-- Begin Text passage --

Lindsay can paint 1/x of a certain room in 20 minutes. What fraction

Question

Lindsay can paint 1/x of a certain room in 20 minutes. What fraction of the same room can Joseph paint in 20 minutes if the two of them can paint the room in an hour, working together at their respective rates?

A) 1/3x
B) 3x/(x – 3)
C) (x – 3)/3x
D) x/(x – 3)
E) (x – 3)/x

A.  \frac{1}{3x}

B.  \frac{3x}{(x – 3)}

C.  \frac{(x – 3)}{3x}

D.  \frac{x}{(x – 3)}

E.  \frac{(x – 3)}{x}

Bunuel · Accepted Answer

Since Lindsay can paint  \frac{3}{x}  of a room in 1 hour and together they paint  the whole room  in 1 hour then Joseph can paint  1-\frac{3}{x}=\frac{x-3}{x}  of a room in 1 hour --> in 20 minute or in  \frac{1}{3}  of an hour Joseph can paint  \frac{x-3}{3x}  of a room.

Answer: C.

zishu912 · Answer

Let's assume that total unit of work is 1 unit
Since Lindsay paints 1/x of certain paint in 20 minutes; therefore, the efficiency of Lindsay is 1/20x
and together they complete the 1 unit of work in 60 minutes, therefore their combined efficiency is 1/60

eff(Lindsay)+eff(joseph)=1/60
i/20x + eff(joseph) = 1/60
eff(joseph) = 1/60 - 1/20x =(x-3)/60x

so joseph will complete the work in 60x/(x-3) minutes

so in 20 minutes he will complete (x-3)/60x * 20 units of work = (x-3)/3x

Hremehre · Answer

Great approach by bunuel.

It is also an option to plug in numbers.

-- End Text passage --
-- Begin Record set --

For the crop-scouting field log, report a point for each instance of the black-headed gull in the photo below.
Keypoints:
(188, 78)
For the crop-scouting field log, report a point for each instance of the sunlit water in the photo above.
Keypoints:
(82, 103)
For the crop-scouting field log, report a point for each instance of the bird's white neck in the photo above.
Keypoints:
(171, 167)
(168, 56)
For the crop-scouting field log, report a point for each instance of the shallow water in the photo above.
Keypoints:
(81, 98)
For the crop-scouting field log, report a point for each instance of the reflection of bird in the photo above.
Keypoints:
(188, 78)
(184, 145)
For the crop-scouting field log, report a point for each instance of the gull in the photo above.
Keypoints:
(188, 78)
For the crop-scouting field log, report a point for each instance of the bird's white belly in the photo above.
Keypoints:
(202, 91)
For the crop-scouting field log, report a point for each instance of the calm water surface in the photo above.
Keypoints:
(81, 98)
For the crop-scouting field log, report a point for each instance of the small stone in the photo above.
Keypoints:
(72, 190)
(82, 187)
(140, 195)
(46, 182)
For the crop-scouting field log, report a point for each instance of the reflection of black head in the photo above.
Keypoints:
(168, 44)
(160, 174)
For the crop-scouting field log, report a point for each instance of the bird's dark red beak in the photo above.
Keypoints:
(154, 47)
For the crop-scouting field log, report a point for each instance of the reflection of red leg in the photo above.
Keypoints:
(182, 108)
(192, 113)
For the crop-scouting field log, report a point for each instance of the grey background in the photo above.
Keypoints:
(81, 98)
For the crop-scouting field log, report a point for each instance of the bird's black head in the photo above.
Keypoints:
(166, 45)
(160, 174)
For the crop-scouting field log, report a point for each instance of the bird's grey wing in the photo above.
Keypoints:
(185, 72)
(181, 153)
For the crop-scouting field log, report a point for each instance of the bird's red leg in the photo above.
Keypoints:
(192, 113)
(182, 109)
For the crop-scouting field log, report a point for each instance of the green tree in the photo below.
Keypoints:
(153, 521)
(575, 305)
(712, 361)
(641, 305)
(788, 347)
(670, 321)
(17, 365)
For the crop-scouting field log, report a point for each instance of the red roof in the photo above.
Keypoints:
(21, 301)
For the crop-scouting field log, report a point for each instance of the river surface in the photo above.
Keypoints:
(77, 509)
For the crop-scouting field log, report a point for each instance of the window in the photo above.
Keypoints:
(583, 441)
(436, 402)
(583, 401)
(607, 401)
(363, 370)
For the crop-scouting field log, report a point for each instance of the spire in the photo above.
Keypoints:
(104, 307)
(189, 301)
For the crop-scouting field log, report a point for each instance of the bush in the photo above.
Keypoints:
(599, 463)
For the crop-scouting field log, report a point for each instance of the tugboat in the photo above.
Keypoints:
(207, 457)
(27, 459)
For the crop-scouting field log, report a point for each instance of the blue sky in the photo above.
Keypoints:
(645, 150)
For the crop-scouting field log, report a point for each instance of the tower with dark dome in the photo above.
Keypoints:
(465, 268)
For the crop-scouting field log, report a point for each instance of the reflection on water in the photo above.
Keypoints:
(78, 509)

-- End Record set --

◆ **Complete the following**:
(1) Copy the lines of the listing starting at the one that contains "sky in the photo above." and ending at the last line of the listing.
(2) Write the next part of the forum thread on the room-painting rate problem, picking up after its final line.

◆ **Task-by-task results**:
(1)
For the crop-scouting field log, report a point for each instance of the blue sky in the photo above.
Keypoints:
(645, 150)
For the crop-scouting field log, report a point for each instance of the tower with dark dome in the photo above.
Keypoints:
(465, 268)
For the crop-scouting field log, report a point for each instance of the reflection on water in the photo above.
Keypoints:
(78, 509)

(2)
If x=3 then Lindsay paints 1/3 in 20 minutes = 3/3 in 1 hour, i.e. she paints the entire room herself. Therefore x=3 should make Joseph = 0.
C and E achieves this goal
C: 3-3/3*3 = 0/9 = 0
E: 3-3/3 = 0/3 = 0

x=6 means Lindsay paints 1/6 room per 20 minuters = 3/6 = 1/2 room in 1 hour. Therefore x=6 should make Joseph paint 1/2 in 1 hour, i.e. 1/6 in 20 minutes (same work rate as Lindsay actually).
C: (6-3)/(3*6) = 3/18 = 1/6 correct
E: (6-3)/6 = 3/6 NOT correct

Answer is C.

KarishmaB · Answer

Since rate of Lindsay is not given, you can assume a rate. Of course, if we are going to assume, we will assume the simplest case - both have same rate.
Both working together, take 1 hour to paint. Say, their rates are same and they both take 2 hrs each when working individually. 
Since in 120 mins, Lindsay paints 1 room, she paints 1/6th (x = 6) of the room in 20 mins. So Joseph should also paint 1/6th of the room in 20 mins.
So, if x = 6, the correct option should give us 1/6.

Only (C) does that.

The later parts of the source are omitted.